List every line in the items below that contains the word "plate".
>> START PROVIDED MATERIAL
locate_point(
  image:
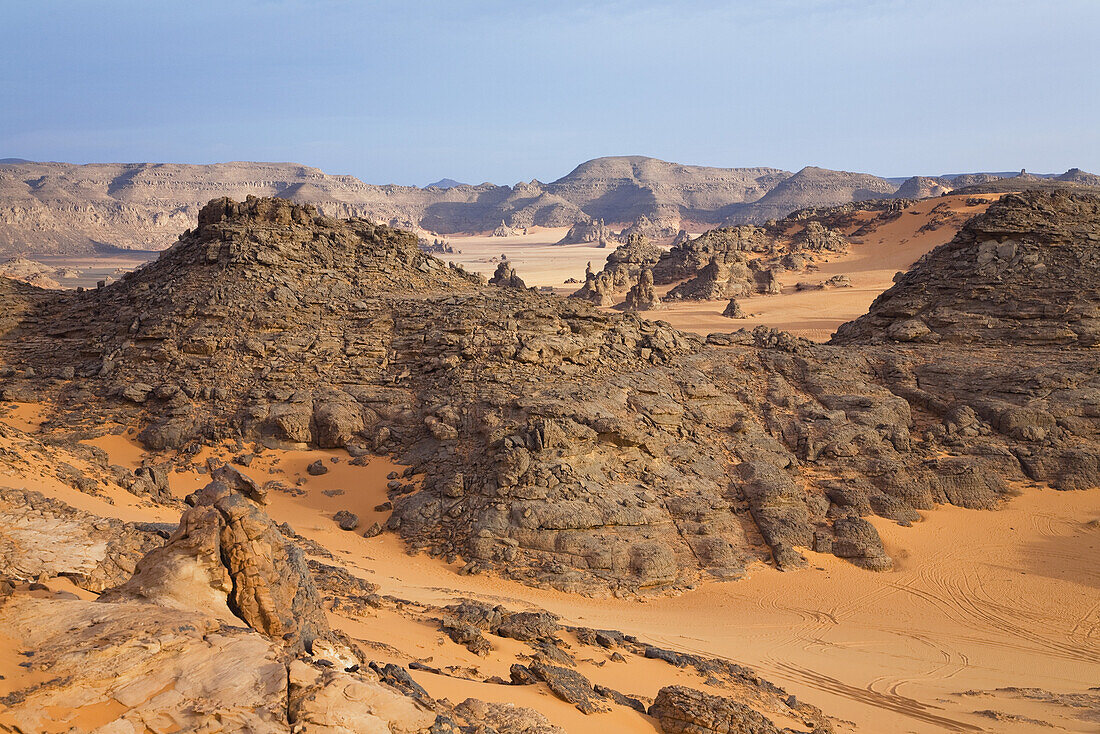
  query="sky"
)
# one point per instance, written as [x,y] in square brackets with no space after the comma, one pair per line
[414,90]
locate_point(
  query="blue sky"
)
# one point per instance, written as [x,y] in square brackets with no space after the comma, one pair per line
[410,91]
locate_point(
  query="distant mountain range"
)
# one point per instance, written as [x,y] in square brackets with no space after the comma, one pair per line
[67,208]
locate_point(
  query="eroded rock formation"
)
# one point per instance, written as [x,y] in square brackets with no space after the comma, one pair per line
[554,442]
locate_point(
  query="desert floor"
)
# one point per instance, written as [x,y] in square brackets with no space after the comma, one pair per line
[872,262]
[989,622]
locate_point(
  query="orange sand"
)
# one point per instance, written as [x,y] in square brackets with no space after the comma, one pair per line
[979,601]
[870,264]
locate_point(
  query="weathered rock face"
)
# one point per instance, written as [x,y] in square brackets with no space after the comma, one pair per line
[683,710]
[42,536]
[553,442]
[163,667]
[663,229]
[641,296]
[685,260]
[506,276]
[622,272]
[229,559]
[1023,273]
[589,231]
[725,276]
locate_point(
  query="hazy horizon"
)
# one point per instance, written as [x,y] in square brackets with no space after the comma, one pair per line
[490,91]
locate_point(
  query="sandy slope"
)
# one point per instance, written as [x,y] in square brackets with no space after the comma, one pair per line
[539,261]
[871,265]
[979,601]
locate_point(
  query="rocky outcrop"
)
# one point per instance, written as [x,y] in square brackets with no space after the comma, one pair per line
[550,441]
[229,559]
[63,208]
[620,273]
[734,309]
[663,229]
[1023,273]
[506,276]
[641,296]
[589,231]
[45,537]
[923,187]
[682,710]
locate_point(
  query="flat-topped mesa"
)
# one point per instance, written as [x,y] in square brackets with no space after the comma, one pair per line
[1026,272]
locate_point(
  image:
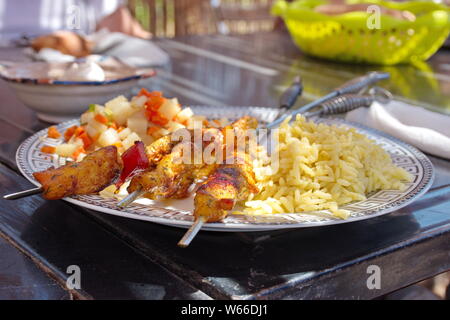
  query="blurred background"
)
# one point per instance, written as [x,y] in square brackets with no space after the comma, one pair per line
[21,21]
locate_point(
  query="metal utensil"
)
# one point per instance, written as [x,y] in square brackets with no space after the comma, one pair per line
[353,86]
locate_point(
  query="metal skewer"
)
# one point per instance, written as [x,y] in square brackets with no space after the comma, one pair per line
[130,198]
[191,233]
[23,194]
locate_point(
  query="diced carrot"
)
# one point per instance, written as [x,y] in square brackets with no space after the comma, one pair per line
[69,133]
[79,131]
[118,144]
[149,114]
[154,102]
[152,130]
[159,119]
[86,140]
[77,152]
[48,149]
[101,118]
[144,92]
[53,133]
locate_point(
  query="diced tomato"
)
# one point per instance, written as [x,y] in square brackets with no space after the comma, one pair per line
[155,99]
[101,118]
[118,144]
[86,140]
[69,133]
[77,152]
[79,131]
[145,92]
[53,133]
[152,130]
[154,103]
[134,160]
[48,149]
[158,119]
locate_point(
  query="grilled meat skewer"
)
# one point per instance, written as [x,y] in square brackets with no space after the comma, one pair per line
[94,173]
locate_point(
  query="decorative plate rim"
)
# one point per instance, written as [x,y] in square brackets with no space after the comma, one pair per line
[183,219]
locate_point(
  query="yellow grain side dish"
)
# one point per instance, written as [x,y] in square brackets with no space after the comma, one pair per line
[321,167]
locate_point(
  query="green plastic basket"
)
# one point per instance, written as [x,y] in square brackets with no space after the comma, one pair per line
[347,38]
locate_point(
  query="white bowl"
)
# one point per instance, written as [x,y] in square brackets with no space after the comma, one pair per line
[56,100]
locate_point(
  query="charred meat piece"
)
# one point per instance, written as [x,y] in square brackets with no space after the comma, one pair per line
[95,172]
[229,184]
[159,148]
[178,170]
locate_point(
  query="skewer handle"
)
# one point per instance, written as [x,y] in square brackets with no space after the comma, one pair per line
[191,233]
[23,194]
[130,198]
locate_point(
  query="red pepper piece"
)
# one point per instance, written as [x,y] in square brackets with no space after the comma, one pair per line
[134,160]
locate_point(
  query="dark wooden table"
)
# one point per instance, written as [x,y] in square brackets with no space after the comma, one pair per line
[122,258]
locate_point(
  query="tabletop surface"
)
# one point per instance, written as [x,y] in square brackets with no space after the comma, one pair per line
[130,259]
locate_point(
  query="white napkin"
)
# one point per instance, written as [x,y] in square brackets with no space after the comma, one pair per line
[426,130]
[133,51]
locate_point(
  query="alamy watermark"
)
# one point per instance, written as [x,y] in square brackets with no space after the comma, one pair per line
[374,19]
[74,280]
[374,280]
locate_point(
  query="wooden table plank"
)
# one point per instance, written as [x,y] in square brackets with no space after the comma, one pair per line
[21,279]
[57,235]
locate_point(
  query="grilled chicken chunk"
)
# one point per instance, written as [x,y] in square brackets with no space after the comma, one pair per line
[229,184]
[94,173]
[178,170]
[159,148]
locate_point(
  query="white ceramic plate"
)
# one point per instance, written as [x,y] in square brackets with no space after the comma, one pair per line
[176,212]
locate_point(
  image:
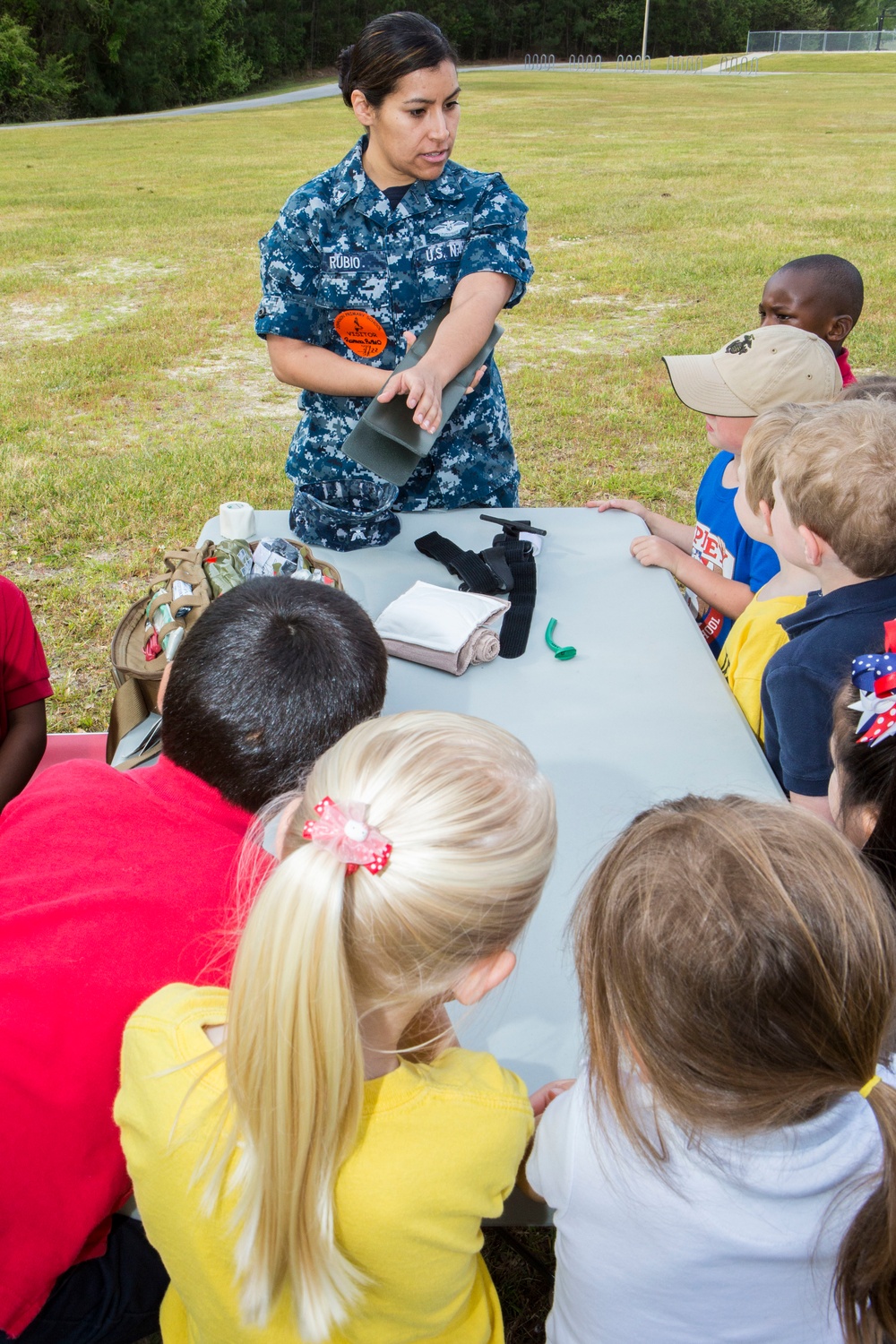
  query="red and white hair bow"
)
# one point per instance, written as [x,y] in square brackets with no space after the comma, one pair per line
[874,679]
[344,832]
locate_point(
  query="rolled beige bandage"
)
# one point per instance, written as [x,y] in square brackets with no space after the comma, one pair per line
[441,628]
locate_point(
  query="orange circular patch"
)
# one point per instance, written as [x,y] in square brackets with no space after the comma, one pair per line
[360,332]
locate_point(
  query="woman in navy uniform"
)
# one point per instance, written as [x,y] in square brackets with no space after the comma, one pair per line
[365,255]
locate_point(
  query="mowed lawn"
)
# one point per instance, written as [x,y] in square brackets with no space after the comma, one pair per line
[134,395]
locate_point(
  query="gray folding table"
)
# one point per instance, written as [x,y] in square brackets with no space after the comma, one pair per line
[641,714]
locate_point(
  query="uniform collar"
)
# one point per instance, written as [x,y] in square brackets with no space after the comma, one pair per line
[856,599]
[352,185]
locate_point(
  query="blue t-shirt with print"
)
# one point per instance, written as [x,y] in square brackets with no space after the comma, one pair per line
[721,545]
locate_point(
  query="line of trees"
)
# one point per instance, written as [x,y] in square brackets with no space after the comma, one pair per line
[93,58]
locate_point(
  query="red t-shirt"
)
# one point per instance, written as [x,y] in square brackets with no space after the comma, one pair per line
[842,365]
[24,675]
[110,886]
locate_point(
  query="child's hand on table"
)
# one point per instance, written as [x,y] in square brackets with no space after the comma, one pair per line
[541,1098]
[627,505]
[654,551]
[538,1101]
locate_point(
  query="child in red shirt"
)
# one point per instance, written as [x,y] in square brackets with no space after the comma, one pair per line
[821,295]
[24,685]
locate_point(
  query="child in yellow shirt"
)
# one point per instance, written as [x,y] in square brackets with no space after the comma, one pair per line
[755,634]
[312,1153]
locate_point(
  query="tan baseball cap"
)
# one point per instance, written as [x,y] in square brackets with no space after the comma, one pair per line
[758,370]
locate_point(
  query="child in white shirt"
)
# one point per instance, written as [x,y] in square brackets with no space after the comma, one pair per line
[716,1172]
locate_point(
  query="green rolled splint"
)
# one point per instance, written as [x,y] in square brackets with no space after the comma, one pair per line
[562,652]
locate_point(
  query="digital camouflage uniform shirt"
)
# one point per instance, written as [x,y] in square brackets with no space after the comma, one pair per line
[339,247]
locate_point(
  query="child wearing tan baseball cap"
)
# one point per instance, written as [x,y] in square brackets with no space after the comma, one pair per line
[720,566]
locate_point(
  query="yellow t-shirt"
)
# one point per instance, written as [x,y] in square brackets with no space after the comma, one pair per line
[751,642]
[437,1152]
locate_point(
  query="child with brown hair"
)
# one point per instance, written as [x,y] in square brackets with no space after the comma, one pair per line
[836,515]
[716,562]
[756,634]
[727,1167]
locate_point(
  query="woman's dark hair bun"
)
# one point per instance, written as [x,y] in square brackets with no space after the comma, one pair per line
[390,47]
[343,69]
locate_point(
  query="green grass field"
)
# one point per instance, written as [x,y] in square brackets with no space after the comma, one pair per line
[134,397]
[831,62]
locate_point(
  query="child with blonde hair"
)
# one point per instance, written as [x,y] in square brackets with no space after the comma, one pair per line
[726,1169]
[314,1182]
[756,632]
[834,515]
>> END PROVIDED MATERIAL
→ FINISHED ANSWER:
  query="decorative plate rim"
  query="white ceramic plate"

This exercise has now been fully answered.